Extracted data.

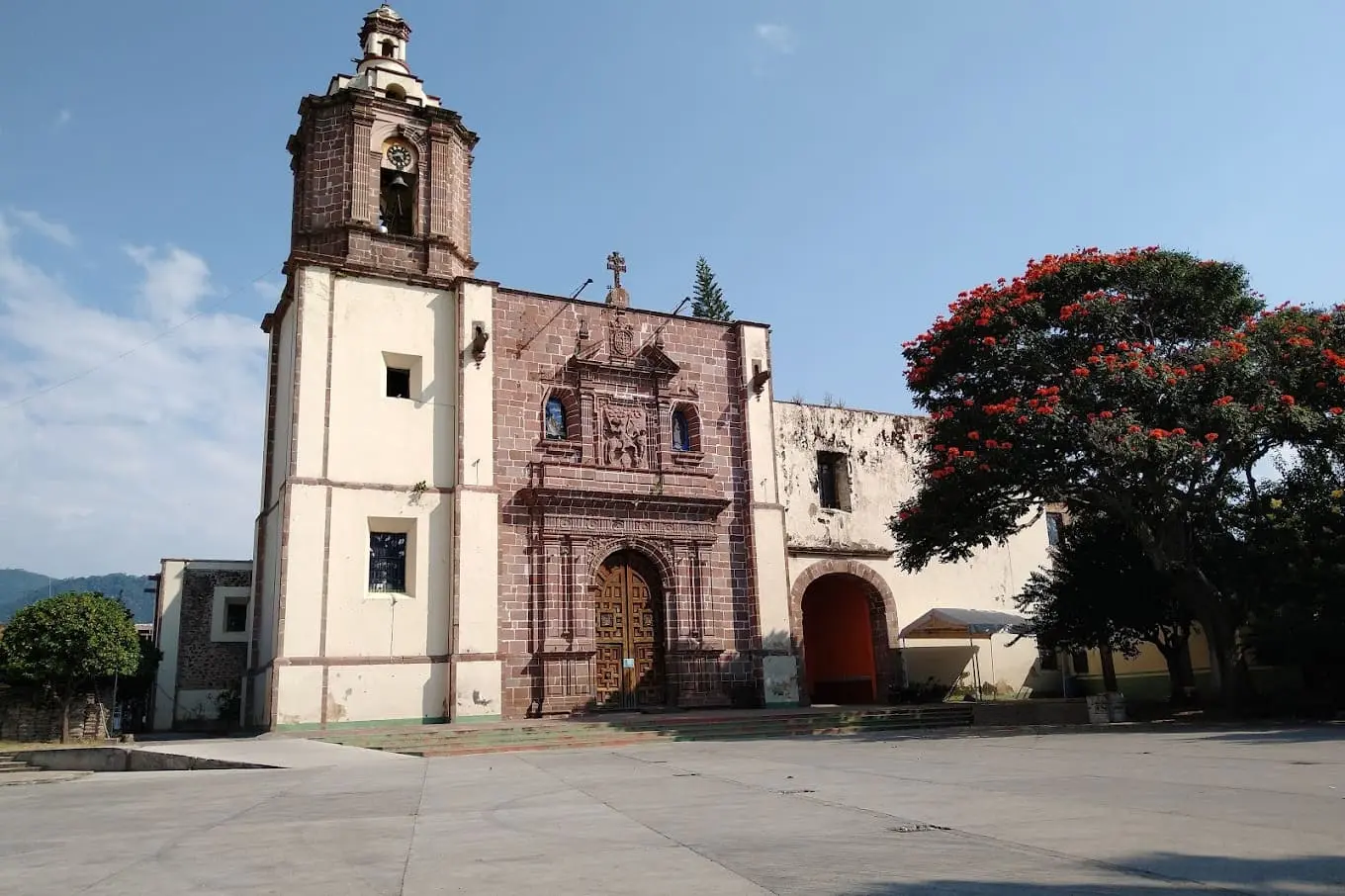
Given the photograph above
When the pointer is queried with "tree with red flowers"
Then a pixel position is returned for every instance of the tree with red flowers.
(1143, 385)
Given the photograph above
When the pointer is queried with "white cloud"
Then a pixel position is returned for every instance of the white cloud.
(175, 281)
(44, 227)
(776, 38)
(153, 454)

The request.
Give the lines of the data above as a Markdown table with the columns "No." and "Text", one row per line, numbered in order. Leave out blank lines and the pictures.

Solution below.
| No. | Text |
|---|---|
| 1 | Given the photograph above |
| 2 | When the pointer is queried with "tree with red flowers" |
| 3 | Then a pixel position is returned for every instance of the tree with red flowers. |
| 4 | (1143, 385) |
| 5 | Given the photograph above |
| 6 | When the pointer is queried with "white cloud" |
| 7 | Then a pixel position is returned for every instance of the white cloud. |
| 8 | (175, 281) |
| 9 | (44, 227) |
| 10 | (776, 38) |
| 11 | (153, 454) |